━━ TEXT FOR ANALYSIS

WAVERLY – Voter turnout varied around the area during the General Election on Nov. 3.
In Lancaster County, election officials reported a 76.3% voter turnout which is a 3.3% increase from the 2016 General Election. There were 203,163 registered voters in Lancaster County with 155,020 ballots cast on election day.
In 2016, Lancaster County only had 189,380 registered voters and 138,236 total votes, according to the 2016 final election results.
In the presidential race, Democrats Joe Biden and Kamala Harris received 80,513 votes and Republicans Donald J. Trump and Mike Pence received 68,321 votes, per the unofficial ballot counts in Lancaster County.
Voter turnout was much higher in Cass County, where a little over 81% of voters participated in the 2020 General Election. Cass County Election Commissioner Linn M. Moore said she believes the percentage is a record for the county.
The county had a total of 18,937 registered voters and 15,445 ballots cast, according to the county’ unofficial ballot count. In the 2016 General Election, had 17,490 registered voters and 13,097 ballots cast making an almost 75% voter turnout.
The presidential ticket had a 99% turnout with 10,121 voters opting for Donald J. Trump and Mike Pence and 4,737 voters selecting Joe Biden and Kamala Harris.
Saunders County experienced an estimated 7% increase in voter turnout and had 12,847 ballots counted, according to an unofficial ballot count from Saunders County Clerk and Election Commissioner Patti Lindgren.
There were exactly 15,800 registered voters, which means the total turnout percentage is 81%. This is a record for Saunders County with the previous voter turnout high of 76% in 1976, Lindgren said.
In the 2016 General Election Saunders County had an estimated 74% voter turnout with 14,811 registered voters and 10,942 official ballots cast.

━━━━
━━ RECORDED INFORMATION

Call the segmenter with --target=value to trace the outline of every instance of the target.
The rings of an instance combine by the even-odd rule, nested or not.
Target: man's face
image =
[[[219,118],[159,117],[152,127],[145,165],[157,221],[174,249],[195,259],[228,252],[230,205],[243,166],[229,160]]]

━━━━

» APPLY WHAT YOU READ:
1/ List every county named in the election turnout article.
2/ Write the next part of the election turnout article, starting after its final sentence.
The rows have nothing to do with the election turnout article.

» RESPONSES BY TASK:
1/ Lancaster County, Cass County, Saunders County

2/
On Tuesday, 7,134 of those ballots were cast in person throughout Saunders County. Despite this being a decrease of 3,808 ballots cast from the previous election, voter turnout was made up by early voting ballots.
There were 5,713 early voting ballots with a total of 5,872 early voting ballots sent out. While the voter turnout for early voting remained about 97 percent, the 2016 General Election only had 1,606 early voting ballots cast out of 1,651 early voting ballots sent.
Lindgren said that this election was much more of a challenge for several reasons, including her office dealing with COVID-19 cases in early October and the large amount of early voting ballots.
While her 10-person team including herself was able to prepare and verify early ballots beginning Oct. 26, it still took her team about 10 hours to actually count each ballot due to the high volume of early ballots.
Lindgren said she would prefer voting by mail because it would not only save time and money but also create an environment that requires less planning. Lindgren said it can be difficult to find polling places as well as volunteers for those polling places.
“For one thing, we’re having a harder and harder time finding poll workers and this COVID virus definitely did not help that matter at all,” Lindgren said.
Lindgren said that misinformation proved to be an issue as well as not receiving early voting ballots in the mail which created about 160 provisional ballots. In a normal general election the county only has an average of 70 provisional ballots.
Lindgren said this lengthens the process quite a bit, but they plan to have the ballot count certified before submitting it to the Secretary of State on Nov. 23. If there were to be any type of recount, which Lindgren said would be unlikely, it could happen after Nov. 23.